Document section
________________________

Teamsters President James P. Hoffa penned a letter June 9 to the House asking it to not add any amendments to its DOT funding bill that would “delay, revise or replace” the 34-hour restart rules, according to Hoffa’s letter.

The Senate version of the bill came out of the chamber’s Appropriations Committee last week with an amendment to suspend some of the 34-hour restart provisions until more study could be done to back up the rule.

The House passed its Transportation, Housing and Urban Development appropriations bill June 9 without the amendment.

Hoffa pointed to the recent high-profile truck crash involving actor Tracy Morgan as evidence to keep the current rules, saying the crash “could have been prevented had Walmart’s driver been properly rested.”

Hoffa also says the 2013 rules protect drivers from carriers who want to “push their drivers to squeeze every possible hour out of them that they can.”

ATA’s Graves, however, addressed the Morgan crash with a statement saying the 2013 restart rules actually decrease safety, as they “[alter] driver sleep patterns and [put] more trucks on the road during more risky daylight hours.”

________________________

Material
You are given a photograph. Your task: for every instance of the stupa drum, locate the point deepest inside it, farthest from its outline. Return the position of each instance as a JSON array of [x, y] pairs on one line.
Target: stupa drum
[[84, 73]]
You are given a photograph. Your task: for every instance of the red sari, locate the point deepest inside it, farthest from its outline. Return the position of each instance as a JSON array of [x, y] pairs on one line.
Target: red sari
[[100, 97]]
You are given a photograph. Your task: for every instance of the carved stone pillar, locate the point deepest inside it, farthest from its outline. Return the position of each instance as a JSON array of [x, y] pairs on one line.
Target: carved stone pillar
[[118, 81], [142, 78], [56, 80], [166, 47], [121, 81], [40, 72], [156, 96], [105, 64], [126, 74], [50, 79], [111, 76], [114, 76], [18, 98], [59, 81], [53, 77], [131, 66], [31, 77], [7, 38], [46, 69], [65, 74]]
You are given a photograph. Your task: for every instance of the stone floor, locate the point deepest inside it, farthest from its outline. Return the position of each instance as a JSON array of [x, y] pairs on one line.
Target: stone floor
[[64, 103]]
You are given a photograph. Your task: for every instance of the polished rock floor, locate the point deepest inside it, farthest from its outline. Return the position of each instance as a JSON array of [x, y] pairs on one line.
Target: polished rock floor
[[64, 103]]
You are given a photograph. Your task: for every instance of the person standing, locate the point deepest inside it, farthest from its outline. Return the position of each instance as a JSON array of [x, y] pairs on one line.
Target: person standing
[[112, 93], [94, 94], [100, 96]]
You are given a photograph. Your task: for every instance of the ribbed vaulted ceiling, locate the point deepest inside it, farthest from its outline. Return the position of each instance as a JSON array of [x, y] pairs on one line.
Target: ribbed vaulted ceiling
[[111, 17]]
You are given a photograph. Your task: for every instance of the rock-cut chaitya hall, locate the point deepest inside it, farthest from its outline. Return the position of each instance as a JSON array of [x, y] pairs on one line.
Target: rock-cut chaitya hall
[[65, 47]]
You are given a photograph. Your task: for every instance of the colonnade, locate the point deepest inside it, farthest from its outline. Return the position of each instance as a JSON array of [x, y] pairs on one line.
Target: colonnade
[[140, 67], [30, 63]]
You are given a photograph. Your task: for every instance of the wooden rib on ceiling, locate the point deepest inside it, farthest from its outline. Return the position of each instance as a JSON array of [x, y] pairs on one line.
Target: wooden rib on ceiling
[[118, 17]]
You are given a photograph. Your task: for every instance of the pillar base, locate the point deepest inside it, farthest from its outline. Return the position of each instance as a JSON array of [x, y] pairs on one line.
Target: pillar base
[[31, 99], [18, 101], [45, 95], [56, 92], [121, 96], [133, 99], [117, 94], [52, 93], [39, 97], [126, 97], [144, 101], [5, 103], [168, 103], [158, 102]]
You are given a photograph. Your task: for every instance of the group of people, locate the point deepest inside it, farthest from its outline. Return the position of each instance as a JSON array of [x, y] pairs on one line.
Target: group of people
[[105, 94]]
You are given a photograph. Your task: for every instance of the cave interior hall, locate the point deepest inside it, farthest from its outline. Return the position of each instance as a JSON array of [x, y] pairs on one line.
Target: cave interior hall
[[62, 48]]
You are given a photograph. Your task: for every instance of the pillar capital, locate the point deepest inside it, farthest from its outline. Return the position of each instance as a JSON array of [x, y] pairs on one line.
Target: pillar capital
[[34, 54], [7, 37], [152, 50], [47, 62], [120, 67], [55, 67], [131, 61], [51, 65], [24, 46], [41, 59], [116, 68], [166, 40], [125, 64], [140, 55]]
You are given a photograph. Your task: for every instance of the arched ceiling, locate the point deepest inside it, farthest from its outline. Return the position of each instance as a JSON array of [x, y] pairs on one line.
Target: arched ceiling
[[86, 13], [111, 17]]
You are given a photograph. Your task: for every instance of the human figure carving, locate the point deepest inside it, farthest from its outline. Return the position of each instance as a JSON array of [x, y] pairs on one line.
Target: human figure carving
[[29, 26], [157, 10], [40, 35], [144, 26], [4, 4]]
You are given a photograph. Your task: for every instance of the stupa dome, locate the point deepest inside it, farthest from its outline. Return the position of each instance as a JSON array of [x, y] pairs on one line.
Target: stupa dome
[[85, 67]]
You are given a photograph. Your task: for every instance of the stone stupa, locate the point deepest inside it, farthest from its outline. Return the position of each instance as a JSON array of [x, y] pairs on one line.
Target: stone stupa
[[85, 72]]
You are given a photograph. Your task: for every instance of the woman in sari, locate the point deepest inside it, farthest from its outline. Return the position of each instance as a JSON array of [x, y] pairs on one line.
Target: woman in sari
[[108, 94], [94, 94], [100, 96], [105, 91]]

________________________

To-do list
**A.** According to the passage on the 34-hour restart rules, on what date did the House pass its Transportation, Housing and Urban Development appropriations bill?
**B.** List every person named in the passage on the 34-hour restart rules.

Answers to each task
**A.** June 9

**B.** James P. Hoffa, Tracy Morgan, Graves